**What to do:**
Starting with the line that contains "Target — racket head.", reproduce each line through the end of the listing below, with no other output.

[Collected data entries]
========

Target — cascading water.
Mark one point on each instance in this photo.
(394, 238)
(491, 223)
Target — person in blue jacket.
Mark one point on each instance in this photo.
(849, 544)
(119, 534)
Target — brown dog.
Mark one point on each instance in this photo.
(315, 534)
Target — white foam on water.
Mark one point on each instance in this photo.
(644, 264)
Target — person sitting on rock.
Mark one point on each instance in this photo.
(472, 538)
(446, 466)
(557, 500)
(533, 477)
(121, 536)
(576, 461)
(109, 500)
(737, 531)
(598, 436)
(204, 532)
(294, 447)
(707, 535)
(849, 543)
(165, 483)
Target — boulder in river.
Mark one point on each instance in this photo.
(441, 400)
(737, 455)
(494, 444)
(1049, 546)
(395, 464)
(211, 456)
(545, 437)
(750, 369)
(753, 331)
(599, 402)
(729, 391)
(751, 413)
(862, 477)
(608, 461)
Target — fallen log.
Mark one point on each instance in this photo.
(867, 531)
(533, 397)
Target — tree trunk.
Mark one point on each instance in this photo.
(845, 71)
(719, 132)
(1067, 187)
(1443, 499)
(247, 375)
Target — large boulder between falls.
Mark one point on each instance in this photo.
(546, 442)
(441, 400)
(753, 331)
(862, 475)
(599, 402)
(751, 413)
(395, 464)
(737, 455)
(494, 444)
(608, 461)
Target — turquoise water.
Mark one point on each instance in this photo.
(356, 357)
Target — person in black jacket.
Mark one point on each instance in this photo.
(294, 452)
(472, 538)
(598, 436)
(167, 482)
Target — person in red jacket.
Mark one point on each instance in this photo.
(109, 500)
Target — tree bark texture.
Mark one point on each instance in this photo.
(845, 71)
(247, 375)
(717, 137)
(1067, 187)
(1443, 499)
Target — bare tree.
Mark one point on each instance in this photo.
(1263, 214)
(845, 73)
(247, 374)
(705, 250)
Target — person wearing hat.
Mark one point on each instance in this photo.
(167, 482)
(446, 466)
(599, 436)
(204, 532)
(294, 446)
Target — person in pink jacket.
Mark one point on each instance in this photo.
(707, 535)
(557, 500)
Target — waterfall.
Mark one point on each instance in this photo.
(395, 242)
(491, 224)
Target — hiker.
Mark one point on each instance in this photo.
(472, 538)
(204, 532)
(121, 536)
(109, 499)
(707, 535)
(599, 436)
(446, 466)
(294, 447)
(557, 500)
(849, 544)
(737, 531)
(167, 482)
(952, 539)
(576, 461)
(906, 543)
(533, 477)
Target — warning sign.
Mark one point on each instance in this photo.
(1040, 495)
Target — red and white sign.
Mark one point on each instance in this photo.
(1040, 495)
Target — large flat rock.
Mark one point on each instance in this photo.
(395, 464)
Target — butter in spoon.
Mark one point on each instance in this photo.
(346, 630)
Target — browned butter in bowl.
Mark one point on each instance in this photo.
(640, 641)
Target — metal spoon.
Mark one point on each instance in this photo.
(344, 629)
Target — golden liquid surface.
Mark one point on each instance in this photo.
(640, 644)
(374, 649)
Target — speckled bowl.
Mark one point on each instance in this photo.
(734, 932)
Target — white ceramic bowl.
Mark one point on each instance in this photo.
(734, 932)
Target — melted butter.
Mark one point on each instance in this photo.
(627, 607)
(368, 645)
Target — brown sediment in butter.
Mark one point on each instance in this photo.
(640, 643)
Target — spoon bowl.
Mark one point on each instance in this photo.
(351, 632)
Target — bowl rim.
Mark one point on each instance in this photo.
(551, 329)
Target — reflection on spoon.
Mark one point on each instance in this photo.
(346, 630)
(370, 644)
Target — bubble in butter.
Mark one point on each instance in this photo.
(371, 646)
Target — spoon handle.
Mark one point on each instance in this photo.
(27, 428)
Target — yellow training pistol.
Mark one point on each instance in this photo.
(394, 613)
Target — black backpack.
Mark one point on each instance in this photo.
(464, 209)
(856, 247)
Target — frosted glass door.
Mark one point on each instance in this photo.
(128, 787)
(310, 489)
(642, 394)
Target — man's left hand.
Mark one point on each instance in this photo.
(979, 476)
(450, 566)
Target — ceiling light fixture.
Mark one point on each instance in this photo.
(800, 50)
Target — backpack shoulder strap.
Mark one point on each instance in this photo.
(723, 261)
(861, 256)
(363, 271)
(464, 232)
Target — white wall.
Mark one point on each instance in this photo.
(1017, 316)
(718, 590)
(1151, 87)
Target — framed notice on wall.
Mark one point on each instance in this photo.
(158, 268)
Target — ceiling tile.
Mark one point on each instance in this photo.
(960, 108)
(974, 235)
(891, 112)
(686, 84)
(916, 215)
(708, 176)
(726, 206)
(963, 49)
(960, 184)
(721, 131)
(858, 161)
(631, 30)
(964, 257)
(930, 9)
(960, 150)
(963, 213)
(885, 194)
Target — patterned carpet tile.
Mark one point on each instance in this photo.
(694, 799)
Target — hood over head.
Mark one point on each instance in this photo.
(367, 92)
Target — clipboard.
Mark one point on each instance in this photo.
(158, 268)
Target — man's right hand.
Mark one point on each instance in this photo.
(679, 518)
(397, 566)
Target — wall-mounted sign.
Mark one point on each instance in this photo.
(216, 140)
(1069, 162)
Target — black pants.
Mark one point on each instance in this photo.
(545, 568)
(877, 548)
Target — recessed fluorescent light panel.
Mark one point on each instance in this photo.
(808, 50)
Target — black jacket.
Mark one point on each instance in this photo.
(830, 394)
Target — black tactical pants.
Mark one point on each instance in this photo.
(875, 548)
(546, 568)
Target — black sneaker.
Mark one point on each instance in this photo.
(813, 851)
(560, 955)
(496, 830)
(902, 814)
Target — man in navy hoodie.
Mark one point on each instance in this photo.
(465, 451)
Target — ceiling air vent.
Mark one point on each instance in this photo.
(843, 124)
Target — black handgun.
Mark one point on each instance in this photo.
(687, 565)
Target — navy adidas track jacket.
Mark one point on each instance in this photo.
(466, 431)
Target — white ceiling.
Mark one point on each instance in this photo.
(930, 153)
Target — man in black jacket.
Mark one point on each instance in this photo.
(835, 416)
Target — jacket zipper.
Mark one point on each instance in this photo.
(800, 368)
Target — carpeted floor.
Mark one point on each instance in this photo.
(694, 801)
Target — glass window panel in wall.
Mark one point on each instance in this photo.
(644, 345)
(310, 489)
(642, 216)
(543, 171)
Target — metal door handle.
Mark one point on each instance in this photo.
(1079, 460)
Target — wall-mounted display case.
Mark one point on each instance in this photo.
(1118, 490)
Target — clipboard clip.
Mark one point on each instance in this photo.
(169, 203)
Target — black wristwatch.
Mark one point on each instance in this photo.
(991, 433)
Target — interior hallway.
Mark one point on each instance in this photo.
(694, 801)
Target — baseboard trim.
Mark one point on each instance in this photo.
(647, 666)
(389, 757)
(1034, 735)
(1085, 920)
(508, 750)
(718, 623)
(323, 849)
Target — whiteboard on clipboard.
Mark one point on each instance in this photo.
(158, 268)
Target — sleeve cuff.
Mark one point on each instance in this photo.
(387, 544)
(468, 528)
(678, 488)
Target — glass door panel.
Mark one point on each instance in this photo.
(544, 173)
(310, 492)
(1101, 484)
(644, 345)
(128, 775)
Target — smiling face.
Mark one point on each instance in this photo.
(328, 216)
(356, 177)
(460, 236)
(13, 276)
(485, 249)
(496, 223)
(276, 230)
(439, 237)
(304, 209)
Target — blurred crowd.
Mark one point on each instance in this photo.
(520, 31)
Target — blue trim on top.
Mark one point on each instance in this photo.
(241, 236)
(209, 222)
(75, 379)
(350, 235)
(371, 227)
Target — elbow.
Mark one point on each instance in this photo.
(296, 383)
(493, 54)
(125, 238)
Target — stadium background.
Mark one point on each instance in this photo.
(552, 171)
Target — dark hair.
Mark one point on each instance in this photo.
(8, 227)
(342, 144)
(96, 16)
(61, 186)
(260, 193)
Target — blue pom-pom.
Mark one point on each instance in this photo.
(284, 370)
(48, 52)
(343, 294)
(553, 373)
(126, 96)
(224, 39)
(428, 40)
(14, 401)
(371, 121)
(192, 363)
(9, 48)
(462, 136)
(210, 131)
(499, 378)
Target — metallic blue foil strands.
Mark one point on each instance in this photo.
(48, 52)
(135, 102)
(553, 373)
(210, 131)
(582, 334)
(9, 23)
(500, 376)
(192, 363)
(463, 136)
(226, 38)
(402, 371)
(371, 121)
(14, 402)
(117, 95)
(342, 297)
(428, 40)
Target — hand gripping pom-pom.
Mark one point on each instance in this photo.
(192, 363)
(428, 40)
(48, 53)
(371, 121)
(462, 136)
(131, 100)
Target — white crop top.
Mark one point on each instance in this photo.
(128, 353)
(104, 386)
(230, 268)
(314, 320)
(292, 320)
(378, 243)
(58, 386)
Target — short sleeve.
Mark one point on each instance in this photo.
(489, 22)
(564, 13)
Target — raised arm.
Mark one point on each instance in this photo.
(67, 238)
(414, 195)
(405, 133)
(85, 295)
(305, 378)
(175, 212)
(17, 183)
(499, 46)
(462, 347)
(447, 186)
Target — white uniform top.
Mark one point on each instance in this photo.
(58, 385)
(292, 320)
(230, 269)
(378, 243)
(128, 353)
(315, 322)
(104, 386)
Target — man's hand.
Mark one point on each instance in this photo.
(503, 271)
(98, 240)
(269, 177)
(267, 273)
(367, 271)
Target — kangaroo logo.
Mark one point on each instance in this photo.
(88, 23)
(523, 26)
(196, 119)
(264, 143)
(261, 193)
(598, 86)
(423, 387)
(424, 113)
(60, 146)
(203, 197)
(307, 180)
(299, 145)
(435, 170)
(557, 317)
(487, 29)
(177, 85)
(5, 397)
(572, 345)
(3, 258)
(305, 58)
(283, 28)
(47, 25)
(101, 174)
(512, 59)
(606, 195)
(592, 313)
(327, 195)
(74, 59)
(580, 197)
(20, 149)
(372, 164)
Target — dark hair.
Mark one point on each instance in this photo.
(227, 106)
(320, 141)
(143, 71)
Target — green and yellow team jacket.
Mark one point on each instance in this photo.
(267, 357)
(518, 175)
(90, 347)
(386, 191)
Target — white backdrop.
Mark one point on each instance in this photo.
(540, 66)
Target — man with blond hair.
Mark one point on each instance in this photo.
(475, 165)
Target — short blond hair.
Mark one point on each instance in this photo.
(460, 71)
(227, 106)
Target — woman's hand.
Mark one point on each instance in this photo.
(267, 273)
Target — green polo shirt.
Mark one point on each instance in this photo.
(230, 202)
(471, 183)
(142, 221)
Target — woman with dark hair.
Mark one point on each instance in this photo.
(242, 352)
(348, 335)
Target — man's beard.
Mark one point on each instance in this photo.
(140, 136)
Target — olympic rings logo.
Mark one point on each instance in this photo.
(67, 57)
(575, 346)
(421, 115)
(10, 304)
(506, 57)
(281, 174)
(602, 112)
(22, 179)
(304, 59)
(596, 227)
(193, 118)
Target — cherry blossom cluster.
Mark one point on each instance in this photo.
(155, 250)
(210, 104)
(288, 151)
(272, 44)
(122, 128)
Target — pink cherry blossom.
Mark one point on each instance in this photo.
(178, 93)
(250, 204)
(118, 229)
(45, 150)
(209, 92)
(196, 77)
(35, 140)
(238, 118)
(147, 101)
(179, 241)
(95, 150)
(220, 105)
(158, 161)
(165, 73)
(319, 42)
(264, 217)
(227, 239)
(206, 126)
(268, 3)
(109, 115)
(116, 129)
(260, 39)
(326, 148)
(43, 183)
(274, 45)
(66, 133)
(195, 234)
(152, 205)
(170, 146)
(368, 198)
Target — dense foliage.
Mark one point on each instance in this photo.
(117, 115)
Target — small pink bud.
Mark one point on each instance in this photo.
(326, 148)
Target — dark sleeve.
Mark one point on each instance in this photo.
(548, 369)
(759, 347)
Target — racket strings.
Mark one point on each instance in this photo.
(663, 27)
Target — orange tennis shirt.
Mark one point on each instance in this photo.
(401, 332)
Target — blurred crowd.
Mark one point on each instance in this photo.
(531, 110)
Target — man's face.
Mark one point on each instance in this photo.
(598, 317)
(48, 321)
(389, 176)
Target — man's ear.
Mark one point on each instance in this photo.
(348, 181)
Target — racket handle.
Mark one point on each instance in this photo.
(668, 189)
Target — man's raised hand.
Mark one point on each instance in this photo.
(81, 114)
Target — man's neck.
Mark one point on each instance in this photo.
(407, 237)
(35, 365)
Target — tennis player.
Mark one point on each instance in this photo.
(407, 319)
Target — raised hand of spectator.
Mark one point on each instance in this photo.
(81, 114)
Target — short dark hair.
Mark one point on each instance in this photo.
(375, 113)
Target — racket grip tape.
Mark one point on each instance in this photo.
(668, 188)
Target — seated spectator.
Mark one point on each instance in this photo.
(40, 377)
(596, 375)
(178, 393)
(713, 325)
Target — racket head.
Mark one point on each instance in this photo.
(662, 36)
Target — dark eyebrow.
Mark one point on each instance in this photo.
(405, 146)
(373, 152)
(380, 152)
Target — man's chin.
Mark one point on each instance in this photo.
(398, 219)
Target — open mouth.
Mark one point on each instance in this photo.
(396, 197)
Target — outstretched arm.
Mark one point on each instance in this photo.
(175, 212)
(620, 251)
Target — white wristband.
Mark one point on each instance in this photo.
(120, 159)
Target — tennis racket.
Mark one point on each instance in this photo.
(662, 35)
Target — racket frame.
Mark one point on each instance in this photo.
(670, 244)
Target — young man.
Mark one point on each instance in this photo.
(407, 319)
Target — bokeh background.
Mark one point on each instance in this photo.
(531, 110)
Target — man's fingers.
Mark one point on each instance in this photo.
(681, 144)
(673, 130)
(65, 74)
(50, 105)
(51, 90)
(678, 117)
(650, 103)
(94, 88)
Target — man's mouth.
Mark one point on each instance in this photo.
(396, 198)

========

**Result of the task:**
Target — racket head.
Mark one point on each instance in this photo.
(662, 36)
Target — dark eyebrow.
Mark one point on each instance in this photo.
(405, 146)
(373, 152)
(380, 152)
Target — man's chin.
Mark one point on each instance in this photo.
(398, 219)
Target — open mouth.
Mark one point on each instance in this photo.
(396, 197)
Target — outstretched arm.
Mark one point on each instance in this photo.
(175, 212)
(620, 251)
Target — white wristband.
Mark one point on each instance in this photo.
(120, 159)
Target — tennis racket.
Mark one point on each instance in this photo.
(662, 35)
Target — racket frame.
Mark one point on each instance in this photo.
(670, 244)
Target — young man.
Mark one point on each instance in this photo.
(407, 319)
Target — bokeh background.
Mark one point on each instance in this photo.
(531, 110)
Target — man's fingers.
Mark one point on each instance in this photo.
(681, 144)
(673, 130)
(65, 74)
(50, 105)
(51, 90)
(678, 117)
(650, 103)
(94, 88)
Target — man's mouth.
Mark one point on each instance in this photo.
(396, 198)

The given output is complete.